Reproduce exactly the line containing "Note to the class: find the dirt" and every line after it, through the last line of the records below; add nothing.

-------- Given data --------

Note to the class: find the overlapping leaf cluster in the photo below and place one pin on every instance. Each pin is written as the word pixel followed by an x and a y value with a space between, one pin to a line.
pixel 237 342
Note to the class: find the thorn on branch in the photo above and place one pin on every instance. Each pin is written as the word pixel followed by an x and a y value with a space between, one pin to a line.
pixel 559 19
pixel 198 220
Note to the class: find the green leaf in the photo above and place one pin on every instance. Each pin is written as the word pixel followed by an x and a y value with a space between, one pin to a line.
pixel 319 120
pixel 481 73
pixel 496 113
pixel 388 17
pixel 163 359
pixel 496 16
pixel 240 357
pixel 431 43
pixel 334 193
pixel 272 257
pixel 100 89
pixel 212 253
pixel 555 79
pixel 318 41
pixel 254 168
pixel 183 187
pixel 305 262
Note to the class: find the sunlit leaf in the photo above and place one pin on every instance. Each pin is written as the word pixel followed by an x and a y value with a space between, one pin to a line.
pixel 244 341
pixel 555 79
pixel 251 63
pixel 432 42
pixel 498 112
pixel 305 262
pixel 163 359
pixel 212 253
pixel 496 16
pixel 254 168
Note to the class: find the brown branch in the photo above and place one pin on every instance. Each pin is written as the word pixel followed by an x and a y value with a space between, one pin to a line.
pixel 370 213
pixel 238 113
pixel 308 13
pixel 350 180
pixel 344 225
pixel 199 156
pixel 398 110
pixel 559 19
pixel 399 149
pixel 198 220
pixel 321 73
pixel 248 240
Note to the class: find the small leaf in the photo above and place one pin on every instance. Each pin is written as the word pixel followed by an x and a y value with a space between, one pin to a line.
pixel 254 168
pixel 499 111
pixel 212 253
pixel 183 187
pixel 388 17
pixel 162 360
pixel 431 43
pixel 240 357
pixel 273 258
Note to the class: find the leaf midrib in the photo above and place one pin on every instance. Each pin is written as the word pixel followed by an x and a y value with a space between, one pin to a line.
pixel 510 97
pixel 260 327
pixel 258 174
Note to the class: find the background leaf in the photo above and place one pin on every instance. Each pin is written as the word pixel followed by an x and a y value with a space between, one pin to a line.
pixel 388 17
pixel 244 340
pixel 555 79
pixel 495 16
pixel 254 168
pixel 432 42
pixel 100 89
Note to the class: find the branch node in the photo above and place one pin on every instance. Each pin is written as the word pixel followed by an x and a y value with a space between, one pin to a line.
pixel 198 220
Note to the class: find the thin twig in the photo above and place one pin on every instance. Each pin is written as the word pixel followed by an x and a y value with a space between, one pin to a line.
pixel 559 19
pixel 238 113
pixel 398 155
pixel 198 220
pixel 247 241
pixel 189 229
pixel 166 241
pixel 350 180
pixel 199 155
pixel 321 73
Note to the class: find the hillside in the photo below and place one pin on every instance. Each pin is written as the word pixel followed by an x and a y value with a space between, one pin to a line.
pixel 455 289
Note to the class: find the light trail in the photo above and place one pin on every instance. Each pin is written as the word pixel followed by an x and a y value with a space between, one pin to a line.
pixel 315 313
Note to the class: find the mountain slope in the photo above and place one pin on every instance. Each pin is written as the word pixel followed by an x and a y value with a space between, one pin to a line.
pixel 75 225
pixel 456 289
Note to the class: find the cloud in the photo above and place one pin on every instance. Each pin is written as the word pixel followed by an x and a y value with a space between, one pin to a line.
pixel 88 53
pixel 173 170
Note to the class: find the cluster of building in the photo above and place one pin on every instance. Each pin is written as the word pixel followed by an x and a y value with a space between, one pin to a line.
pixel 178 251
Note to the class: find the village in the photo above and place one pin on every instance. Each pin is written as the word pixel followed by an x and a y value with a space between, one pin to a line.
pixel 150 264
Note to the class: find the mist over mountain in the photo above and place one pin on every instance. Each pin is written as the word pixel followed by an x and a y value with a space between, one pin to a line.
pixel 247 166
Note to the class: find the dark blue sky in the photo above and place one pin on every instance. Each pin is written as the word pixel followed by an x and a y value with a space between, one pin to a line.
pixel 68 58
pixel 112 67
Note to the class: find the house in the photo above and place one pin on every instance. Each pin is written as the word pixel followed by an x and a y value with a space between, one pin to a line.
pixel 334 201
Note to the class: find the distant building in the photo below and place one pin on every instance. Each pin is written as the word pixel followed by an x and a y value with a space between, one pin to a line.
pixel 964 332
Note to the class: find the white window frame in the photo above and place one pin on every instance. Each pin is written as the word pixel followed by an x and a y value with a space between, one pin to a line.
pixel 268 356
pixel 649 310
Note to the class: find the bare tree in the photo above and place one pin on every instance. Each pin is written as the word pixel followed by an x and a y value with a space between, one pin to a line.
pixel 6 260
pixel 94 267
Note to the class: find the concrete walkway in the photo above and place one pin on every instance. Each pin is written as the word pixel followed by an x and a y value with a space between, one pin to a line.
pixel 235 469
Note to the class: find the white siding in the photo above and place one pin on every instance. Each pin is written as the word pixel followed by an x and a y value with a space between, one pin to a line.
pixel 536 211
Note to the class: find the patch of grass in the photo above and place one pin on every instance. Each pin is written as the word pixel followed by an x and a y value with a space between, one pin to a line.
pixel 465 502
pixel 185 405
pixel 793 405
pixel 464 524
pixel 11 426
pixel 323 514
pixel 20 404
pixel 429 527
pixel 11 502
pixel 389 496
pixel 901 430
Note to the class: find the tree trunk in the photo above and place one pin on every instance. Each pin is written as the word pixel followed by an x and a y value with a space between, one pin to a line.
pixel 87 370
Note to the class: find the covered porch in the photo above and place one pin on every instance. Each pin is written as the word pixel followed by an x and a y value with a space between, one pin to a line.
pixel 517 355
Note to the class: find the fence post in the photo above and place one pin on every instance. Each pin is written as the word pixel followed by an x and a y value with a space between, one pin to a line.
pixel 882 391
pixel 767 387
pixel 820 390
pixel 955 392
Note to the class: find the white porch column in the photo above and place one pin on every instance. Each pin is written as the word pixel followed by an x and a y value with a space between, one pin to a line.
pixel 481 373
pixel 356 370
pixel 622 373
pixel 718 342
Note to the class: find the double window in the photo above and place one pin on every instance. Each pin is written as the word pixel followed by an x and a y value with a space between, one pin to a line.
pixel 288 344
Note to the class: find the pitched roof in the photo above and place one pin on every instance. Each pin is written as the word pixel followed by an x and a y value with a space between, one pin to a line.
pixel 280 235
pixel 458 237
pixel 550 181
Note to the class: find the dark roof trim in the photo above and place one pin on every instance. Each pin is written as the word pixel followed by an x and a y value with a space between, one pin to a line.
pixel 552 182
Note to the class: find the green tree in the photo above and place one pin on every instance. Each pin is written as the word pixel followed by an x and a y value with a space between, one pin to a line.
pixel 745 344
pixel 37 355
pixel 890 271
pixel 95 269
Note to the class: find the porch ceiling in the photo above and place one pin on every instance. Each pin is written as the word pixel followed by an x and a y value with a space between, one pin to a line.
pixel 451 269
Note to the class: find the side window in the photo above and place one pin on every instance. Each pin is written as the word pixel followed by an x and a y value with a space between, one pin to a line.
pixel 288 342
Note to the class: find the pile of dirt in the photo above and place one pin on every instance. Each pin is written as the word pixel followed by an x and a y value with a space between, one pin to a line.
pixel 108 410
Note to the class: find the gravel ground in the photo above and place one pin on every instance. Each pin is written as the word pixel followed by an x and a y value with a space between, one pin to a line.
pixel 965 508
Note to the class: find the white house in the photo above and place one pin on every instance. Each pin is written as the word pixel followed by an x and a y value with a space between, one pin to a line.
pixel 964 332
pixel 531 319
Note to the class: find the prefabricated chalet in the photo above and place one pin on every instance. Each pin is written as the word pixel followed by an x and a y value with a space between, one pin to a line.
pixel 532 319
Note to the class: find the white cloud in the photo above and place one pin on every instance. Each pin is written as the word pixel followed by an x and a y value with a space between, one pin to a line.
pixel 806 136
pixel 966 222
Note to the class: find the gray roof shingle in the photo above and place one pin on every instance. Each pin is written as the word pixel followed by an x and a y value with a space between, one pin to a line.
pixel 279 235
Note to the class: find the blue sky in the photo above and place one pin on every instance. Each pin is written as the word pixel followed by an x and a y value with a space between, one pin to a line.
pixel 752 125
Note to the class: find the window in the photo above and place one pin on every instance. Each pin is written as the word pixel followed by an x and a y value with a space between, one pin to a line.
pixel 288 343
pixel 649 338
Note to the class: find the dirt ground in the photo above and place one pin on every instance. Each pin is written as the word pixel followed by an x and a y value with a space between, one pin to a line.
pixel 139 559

--------

Worked solution:
Note to the class: find the dirt ground in the photo above and place one pin on every instance. Each pin is written as the word pixel followed by an x and a y value with a space between, one pin to a line.
pixel 139 559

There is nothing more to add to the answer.